■ **Questions on the material**
a. In the piece on AI-driven diagnosis in primary care, when did the General Office of the State Council issue its implementation opinions on the village doctor workforce?
b. Pick up the piece on AI-driven diagnosis in primary care after its last sentence and continue writing it.

■ **Quoted passage**
The Imperative of AI-Driven Diagnosis and Treatment at the Primary Care Level
With the advancement of technology and social progress, artificial intelligence (AI) technologies are inevitably permeating various industries, bringing about transformative changes in societal production and lifestyles. In the field of medical diagnosis and treatment, however, there is still no intelligent diagnostic and therapeutic system fully tailored to the needs of primary care physicians. As we enter the 21st century, we face greater opportunities and challenges, making the development of intelligent diagnostic and therapeutic solutions for primary care imperative (thus giving rise to the new generation of intelligent clinical diagnostic and therapeutic systems).
★Background Analysis
1. In March 2015, the General Office of the State Council issued the “Implementation Opinions on Further Strengthening the Development of the Village Doctor Workforce,” deploying measures to further enhance the development of village doctors and effectively solidify the foundation of the rural healthcare service network.

■ **Data supplied**
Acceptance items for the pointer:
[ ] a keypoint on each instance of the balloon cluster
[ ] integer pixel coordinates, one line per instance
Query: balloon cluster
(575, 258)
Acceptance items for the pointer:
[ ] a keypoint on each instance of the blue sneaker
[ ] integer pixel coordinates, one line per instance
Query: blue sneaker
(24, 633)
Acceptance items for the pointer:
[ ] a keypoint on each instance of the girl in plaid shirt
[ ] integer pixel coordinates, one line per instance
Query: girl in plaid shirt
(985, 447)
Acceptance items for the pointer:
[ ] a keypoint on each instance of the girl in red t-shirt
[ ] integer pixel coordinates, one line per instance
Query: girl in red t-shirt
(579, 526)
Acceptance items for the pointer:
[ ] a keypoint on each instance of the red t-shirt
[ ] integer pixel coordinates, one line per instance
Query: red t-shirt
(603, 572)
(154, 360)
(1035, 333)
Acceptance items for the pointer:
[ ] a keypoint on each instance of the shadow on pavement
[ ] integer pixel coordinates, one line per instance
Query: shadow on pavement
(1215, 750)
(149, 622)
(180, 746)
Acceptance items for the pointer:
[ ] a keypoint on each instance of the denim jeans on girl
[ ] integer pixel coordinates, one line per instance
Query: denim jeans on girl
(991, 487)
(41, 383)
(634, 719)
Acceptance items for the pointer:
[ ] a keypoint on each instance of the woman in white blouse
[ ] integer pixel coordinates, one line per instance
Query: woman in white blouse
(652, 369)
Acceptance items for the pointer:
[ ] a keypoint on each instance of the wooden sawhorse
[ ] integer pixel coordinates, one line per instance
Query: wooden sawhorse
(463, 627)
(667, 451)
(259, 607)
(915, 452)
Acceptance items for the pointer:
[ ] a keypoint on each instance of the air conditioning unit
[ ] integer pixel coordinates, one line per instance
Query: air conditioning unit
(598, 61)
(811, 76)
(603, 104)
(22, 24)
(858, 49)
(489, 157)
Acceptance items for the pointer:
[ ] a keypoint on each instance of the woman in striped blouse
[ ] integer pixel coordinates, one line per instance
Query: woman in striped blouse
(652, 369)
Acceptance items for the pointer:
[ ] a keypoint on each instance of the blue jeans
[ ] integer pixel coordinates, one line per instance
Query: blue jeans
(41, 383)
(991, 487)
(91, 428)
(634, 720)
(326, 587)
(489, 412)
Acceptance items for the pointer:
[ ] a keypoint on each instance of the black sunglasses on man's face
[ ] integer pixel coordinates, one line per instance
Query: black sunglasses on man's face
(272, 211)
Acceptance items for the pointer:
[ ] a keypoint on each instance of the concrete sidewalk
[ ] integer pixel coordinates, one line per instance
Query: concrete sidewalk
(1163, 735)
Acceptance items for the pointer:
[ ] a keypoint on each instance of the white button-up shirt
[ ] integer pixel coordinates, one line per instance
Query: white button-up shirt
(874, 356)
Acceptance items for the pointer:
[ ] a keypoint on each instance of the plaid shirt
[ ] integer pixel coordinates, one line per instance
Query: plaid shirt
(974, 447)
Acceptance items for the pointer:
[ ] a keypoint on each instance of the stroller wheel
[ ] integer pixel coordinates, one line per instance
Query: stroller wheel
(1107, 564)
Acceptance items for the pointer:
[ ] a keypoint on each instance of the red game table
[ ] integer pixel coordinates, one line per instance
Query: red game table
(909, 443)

■ **Responses**
a. March 2015

b.
2. In September 2015, the General Office of the State Council issued the “Guiding Opinions on Advancing the Construction of a Tiered Diagnosis and Treatment System,” deploying measures to accelerate the establishment of such a system, foster a scientific and orderly pattern of medical care-seeking, improve the health status of the population, and further safeguard and enhance people’s livelihoods.
3. Development Plan for New-Generation Artificial Intelligence
The “Development Plan for New-Generation Artificial Intelligence” was issued by the State Council on July 8, 2017, as Document No. 35 (2017) of the State Council. The Plan sets forth the guiding principles, strategic objectives, key tasks, and safeguard measures for the development of China’s new-generation artificial intelligence toward 2030, and deploys efforts to build China’s first-mover advantages in AI development, accelerating the construction of an innovative country and a world leader in science and technology.
4. In primary healthcare institutions: there are 35,000 community health service centers (stations), 37,000 township health centers, 638,000 village clinics, and 205,000 clinics (medical rooms). Village doctors are allocated at a standard of no fewer than one per 1,000 service population.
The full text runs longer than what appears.